Reproduce the material word for word; the images stay out.

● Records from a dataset
####################

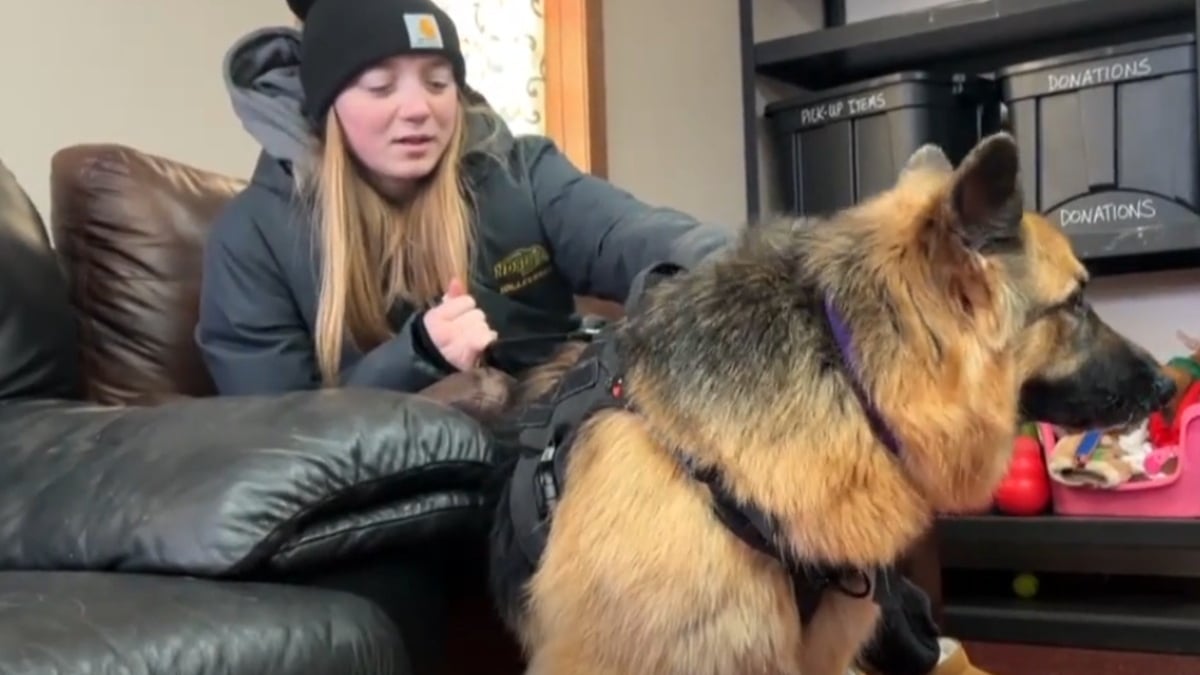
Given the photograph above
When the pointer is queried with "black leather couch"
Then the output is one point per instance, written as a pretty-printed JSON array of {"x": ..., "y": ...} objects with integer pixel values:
[{"x": 148, "y": 527}]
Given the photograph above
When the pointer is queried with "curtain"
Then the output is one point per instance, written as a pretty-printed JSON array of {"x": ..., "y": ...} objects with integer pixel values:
[{"x": 503, "y": 46}]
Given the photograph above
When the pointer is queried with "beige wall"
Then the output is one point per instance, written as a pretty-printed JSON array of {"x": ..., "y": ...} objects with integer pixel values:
[
  {"x": 148, "y": 72},
  {"x": 143, "y": 72}
]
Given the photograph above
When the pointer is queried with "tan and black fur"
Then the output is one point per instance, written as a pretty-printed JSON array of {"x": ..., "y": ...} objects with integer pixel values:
[{"x": 967, "y": 315}]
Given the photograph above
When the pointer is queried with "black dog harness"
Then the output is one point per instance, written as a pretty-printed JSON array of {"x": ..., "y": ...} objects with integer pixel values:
[{"x": 547, "y": 430}]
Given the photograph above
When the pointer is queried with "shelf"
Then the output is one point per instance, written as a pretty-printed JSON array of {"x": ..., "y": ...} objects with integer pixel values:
[
  {"x": 1152, "y": 623},
  {"x": 985, "y": 34},
  {"x": 1069, "y": 531}
]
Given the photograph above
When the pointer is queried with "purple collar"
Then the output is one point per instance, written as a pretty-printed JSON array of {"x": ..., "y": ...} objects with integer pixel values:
[{"x": 845, "y": 345}]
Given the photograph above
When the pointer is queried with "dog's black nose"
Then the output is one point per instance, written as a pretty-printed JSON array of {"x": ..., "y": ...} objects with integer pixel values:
[{"x": 1164, "y": 390}]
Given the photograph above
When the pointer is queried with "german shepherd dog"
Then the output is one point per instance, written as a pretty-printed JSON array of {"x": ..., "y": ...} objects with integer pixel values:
[{"x": 965, "y": 315}]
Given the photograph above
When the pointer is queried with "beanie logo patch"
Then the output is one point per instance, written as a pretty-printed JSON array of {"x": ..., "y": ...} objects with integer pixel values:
[{"x": 424, "y": 31}]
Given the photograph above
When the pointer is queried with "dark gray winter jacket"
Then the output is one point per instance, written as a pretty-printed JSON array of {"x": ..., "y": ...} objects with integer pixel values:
[{"x": 545, "y": 231}]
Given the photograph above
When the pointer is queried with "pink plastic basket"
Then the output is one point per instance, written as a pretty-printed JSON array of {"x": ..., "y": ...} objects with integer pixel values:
[{"x": 1171, "y": 496}]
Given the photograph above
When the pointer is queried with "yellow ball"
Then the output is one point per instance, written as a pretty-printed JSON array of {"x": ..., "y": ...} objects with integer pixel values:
[{"x": 1025, "y": 585}]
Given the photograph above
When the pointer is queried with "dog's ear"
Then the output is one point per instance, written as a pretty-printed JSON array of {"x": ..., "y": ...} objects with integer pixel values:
[
  {"x": 928, "y": 157},
  {"x": 984, "y": 201}
]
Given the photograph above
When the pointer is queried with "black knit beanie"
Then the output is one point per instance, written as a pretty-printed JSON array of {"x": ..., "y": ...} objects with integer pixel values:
[{"x": 343, "y": 37}]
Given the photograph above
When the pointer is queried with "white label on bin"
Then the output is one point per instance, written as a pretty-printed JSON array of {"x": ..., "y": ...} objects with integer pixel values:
[
  {"x": 1109, "y": 211},
  {"x": 851, "y": 106},
  {"x": 1104, "y": 73}
]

####################

● Final answer
Given the photograph above
When the pointer is queried with "black leather couch"
Then the output is one point per instance, written as a pretty-printed JSON array of {"x": ..., "y": ...} objects with integer pixel values:
[{"x": 148, "y": 527}]
Given the photograph above
When the pointer is queried with "curtain"
Then the output is one point per instance, written as a pretty-printed JSON array of {"x": ..., "y": ...} objects with integer pixel values:
[{"x": 503, "y": 46}]
Given the photograph above
When the pointer is queried with "beige wall"
Then the output is one point per instance, written as a pretty-printed JSON array of {"x": ..., "y": ...} objects with integer pixel values:
[
  {"x": 148, "y": 72},
  {"x": 143, "y": 72}
]
Given the photograph above
When the pointer is queried with "tan and black fur"
Then the output is one point per instance, written as a pretty-printed JSON array of {"x": ..., "y": ...} objects with integer pixel values:
[{"x": 967, "y": 315}]
Given the photograph above
When the pointer is queried with "black dog harness"
Then the output is one point per instance, written as a pretty-printed JSON array of {"x": ..., "y": ...} objects with integer pixel values:
[{"x": 547, "y": 430}]
Given the photograph above
When the pointer is queried with "shelf"
Then the output is one point per instance, written as a pretty-printed JSON array of {"x": ..., "y": ...} objects with integer pixel values:
[
  {"x": 1152, "y": 623},
  {"x": 985, "y": 34},
  {"x": 1069, "y": 531}
]
Given the photograph above
When the pointer is queried with "purple collar"
Then the output is one point per instance, written as a pretty-printed JSON array of {"x": ..., "y": ...} objects with integer pixel values:
[{"x": 845, "y": 345}]
Given the photograph above
When the pointer is queried with "dog's black nose"
Then the output is one point per instance, written as a pretty-printed JSON array of {"x": ..., "y": ...} objects with integer pixel values:
[{"x": 1164, "y": 390}]
Given the photograph above
When the pointer is queried with "german shepherd dog"
Then the output is one point per instance, written as a pretty-printed JSON array of {"x": ..., "y": ...} objects with integer pixel values:
[{"x": 965, "y": 315}]
Given the photograph above
When the pointer is queried with "beanie logo patch"
Then the output is one point per instance, written as a pretty-printed JSON array of {"x": ..., "y": ...} objects with integer pixel values:
[{"x": 424, "y": 31}]
Given the photograph above
When the pointer is queried with "dark gray winter jacket"
Then the output is one point per instance, written as a pretty-printed JSON array of {"x": ..., "y": ...} objects with integer pixel values:
[{"x": 545, "y": 231}]
Given the photograph above
When the pointer is queried with "pink plastic basket"
Then the output is one point per instance, written as a pretty-printed JSON array of {"x": ..., "y": ...} objects with integer pixel values:
[{"x": 1171, "y": 496}]
Given the photograph above
When the pointer is queried with "yellow ball"
Then the output is one point per instance, written as a pretty-printed JSON array of {"x": ..., "y": ...} objects with integer pixel values:
[{"x": 1025, "y": 585}]
Given the photograph above
When the pointer is queried with "dog's ear"
Then the output is one point per instance, written as a pretty-printed JSON array of {"x": ..., "y": ...} objects with integer pixel values:
[
  {"x": 928, "y": 157},
  {"x": 984, "y": 201}
]
Given the photograph above
When the pointer is queried with "black knit beanie"
Then the output is one point per instance, written as a pretty-printed JSON array of {"x": ..., "y": ...} objects with integer pixel values:
[{"x": 343, "y": 37}]
Given the photograph above
When the pointer is queried with "white label on bin"
Then the output is one point per instance, written as a pretty-printed JSON array of {"x": ..., "y": ...} objects with integer pixel values:
[
  {"x": 1109, "y": 211},
  {"x": 851, "y": 106},
  {"x": 1104, "y": 73}
]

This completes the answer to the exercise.